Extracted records
------------------------------
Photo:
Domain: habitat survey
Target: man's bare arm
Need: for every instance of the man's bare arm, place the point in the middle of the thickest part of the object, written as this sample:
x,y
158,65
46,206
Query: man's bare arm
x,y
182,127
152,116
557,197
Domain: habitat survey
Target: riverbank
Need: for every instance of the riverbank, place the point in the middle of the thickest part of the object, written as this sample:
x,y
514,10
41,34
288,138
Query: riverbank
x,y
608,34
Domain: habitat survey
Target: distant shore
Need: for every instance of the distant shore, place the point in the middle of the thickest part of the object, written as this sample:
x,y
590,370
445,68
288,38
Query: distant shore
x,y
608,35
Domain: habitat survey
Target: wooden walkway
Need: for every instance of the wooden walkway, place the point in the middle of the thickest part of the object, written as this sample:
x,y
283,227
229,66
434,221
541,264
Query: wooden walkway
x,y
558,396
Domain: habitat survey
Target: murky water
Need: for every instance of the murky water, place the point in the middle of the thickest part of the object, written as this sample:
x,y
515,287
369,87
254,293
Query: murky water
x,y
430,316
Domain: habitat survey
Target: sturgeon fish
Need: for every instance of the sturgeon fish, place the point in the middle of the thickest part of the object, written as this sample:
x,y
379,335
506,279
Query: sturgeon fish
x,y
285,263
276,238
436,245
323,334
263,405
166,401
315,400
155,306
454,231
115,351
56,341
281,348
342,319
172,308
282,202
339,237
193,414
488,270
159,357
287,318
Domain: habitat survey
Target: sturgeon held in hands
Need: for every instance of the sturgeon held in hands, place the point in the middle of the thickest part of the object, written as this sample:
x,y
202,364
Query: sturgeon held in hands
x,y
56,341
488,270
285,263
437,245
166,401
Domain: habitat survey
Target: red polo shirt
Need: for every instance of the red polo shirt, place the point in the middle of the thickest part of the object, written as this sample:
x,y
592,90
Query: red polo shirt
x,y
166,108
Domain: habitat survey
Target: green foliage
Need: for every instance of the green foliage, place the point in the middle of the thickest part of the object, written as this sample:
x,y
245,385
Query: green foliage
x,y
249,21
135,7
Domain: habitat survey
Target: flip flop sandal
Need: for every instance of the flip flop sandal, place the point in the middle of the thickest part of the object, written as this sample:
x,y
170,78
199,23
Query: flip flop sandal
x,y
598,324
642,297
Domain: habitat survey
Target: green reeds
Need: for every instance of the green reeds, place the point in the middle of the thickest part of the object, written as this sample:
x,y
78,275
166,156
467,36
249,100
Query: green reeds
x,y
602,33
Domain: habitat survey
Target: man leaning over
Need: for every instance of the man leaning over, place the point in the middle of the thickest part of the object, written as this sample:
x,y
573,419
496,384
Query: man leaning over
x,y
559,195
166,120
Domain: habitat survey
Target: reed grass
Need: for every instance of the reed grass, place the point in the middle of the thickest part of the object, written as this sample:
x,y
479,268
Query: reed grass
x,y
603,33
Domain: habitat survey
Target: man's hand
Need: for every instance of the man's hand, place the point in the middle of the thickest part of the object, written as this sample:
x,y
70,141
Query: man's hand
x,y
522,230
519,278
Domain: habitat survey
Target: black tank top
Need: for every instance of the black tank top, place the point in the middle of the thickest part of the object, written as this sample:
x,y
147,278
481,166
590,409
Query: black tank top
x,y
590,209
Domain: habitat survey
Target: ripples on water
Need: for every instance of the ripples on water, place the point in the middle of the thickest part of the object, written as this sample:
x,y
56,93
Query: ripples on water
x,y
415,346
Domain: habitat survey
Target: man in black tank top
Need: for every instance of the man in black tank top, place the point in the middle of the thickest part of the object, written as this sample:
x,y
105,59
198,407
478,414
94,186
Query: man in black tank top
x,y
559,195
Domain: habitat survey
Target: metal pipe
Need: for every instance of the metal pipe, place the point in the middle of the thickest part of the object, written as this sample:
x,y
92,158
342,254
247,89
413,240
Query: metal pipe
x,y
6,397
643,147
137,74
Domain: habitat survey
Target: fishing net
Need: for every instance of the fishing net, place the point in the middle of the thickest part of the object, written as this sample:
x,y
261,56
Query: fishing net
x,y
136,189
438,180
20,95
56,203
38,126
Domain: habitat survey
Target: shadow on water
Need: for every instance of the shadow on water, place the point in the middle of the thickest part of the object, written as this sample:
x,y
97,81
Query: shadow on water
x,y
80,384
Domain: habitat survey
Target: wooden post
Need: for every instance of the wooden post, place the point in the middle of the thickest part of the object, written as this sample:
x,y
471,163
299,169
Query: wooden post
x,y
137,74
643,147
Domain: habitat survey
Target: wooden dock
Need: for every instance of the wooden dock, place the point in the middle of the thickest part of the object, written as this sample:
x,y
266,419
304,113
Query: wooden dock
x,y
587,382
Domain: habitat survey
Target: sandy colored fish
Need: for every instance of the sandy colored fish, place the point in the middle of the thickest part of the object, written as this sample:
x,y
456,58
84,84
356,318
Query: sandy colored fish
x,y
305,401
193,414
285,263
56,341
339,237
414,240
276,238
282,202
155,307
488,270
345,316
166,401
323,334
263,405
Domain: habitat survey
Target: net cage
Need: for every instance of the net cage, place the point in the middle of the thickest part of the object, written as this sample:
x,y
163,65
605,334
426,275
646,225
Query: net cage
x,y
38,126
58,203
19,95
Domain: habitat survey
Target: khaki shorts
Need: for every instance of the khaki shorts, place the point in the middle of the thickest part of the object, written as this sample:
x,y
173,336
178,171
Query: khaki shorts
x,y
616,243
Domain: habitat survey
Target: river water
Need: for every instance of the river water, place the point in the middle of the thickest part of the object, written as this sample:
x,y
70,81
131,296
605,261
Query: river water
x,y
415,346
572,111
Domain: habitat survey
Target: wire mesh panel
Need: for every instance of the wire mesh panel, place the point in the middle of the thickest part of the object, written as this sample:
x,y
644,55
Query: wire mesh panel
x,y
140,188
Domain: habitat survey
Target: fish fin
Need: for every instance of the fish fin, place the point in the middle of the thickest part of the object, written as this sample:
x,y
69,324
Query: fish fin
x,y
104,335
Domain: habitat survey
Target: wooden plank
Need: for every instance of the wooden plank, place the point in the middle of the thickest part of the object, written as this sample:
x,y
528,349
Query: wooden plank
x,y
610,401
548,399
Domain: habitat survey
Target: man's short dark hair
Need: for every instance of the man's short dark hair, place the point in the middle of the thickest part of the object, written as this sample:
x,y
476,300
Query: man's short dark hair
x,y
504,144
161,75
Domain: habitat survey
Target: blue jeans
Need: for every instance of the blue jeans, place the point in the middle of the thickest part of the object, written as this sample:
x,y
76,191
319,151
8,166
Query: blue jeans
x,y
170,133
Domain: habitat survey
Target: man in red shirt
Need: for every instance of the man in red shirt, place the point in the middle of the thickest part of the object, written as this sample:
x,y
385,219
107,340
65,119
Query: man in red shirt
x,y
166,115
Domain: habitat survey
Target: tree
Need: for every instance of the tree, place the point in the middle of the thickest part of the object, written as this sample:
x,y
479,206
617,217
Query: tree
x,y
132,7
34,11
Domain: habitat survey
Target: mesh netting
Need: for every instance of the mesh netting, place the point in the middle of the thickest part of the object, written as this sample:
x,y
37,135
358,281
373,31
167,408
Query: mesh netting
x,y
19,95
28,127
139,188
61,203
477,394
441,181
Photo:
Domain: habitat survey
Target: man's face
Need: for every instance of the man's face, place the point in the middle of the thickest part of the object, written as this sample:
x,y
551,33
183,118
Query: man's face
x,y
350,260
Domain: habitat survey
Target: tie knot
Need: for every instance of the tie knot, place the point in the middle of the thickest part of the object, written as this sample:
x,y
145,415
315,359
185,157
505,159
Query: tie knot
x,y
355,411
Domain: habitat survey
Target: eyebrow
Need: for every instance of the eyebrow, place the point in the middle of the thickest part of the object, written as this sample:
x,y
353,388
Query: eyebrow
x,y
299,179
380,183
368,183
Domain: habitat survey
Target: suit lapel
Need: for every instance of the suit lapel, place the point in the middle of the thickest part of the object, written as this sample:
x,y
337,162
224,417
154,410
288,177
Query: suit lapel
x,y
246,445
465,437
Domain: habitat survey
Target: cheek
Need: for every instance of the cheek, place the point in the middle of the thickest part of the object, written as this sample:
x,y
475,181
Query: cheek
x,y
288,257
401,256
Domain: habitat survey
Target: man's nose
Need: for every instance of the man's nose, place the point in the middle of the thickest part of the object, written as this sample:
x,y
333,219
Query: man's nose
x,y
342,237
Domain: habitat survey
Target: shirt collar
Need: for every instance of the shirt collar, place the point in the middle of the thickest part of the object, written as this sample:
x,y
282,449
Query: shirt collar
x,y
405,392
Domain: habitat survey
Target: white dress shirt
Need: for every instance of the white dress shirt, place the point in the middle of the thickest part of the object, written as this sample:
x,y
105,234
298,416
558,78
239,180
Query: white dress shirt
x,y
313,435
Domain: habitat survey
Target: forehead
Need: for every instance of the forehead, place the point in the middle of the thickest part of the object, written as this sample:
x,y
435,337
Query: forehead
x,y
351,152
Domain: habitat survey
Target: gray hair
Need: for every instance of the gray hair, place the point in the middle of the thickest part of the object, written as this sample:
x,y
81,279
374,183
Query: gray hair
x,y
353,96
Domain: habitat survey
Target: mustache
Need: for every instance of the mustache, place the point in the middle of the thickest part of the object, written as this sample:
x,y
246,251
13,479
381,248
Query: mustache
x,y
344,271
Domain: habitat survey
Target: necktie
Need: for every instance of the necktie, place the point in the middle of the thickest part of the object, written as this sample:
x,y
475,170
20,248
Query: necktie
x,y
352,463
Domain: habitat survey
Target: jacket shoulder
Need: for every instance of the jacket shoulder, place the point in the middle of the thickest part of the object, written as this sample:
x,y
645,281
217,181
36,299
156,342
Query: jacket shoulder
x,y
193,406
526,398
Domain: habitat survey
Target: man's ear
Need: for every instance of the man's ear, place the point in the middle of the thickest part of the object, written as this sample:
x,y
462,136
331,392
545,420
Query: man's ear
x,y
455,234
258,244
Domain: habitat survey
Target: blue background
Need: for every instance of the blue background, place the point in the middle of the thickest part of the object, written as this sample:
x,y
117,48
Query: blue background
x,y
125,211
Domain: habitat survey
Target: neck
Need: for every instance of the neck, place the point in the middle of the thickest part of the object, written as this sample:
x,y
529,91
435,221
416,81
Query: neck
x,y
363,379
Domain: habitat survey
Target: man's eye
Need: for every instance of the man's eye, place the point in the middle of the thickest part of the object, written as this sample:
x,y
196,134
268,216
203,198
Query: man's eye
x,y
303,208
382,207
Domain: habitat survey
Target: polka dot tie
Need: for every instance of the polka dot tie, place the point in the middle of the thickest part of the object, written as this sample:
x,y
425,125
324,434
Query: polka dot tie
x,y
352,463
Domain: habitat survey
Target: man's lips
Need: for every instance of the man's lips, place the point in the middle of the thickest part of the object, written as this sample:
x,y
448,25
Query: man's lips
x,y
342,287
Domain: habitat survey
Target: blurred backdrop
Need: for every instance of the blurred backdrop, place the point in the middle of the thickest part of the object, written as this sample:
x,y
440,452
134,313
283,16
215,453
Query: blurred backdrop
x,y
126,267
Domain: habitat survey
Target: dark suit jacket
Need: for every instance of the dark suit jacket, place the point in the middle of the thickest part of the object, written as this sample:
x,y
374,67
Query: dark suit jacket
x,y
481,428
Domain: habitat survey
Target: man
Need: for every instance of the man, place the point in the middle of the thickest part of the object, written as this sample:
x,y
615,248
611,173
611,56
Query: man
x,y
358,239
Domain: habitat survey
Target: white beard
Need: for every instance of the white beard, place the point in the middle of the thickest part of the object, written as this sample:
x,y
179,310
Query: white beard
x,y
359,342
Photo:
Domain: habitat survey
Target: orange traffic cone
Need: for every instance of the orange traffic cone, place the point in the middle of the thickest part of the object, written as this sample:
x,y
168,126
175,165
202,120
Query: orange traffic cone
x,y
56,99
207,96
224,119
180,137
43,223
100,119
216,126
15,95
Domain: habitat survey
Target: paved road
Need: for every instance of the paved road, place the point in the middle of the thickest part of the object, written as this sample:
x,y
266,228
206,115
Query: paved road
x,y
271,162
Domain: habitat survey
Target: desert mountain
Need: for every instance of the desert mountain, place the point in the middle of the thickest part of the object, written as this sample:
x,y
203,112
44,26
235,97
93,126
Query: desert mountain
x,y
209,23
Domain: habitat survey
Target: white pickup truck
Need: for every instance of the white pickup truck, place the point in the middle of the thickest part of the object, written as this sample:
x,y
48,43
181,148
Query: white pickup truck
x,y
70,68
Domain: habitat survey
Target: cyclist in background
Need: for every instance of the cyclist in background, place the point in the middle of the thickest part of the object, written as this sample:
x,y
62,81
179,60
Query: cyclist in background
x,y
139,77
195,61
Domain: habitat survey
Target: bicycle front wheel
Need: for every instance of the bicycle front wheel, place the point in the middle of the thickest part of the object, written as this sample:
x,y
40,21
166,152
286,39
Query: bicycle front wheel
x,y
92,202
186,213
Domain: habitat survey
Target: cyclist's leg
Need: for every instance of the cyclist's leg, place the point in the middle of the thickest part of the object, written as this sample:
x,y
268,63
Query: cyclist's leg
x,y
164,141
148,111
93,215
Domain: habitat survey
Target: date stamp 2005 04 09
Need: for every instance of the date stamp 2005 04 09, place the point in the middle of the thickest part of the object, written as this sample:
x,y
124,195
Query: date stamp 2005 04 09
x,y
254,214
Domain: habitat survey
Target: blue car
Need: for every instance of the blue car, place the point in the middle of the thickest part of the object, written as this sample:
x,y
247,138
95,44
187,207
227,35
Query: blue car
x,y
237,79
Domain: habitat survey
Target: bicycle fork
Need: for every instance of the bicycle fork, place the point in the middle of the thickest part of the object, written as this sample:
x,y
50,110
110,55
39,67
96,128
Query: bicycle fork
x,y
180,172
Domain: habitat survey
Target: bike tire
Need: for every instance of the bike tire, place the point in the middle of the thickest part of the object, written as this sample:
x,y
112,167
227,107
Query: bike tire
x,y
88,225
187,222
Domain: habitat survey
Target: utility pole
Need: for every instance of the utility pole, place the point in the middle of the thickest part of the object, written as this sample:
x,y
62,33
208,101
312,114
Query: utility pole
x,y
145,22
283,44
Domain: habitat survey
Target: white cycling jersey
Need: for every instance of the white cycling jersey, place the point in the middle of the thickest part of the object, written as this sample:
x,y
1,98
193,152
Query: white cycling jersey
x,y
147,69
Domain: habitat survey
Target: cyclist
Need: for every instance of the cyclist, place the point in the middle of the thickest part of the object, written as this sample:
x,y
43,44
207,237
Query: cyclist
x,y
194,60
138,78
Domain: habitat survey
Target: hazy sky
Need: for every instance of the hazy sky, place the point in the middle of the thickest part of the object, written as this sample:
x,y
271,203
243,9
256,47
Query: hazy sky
------------------------------
■ **TASK DESCRIPTION**:
Read the entries and pick out all lines that include the word "hazy".

■ **RESULT**:
Target: hazy sky
Need: for every instance of the hazy sky, place the point in the middle of the thickest part of the object, written as this sample:
Query: hazy sky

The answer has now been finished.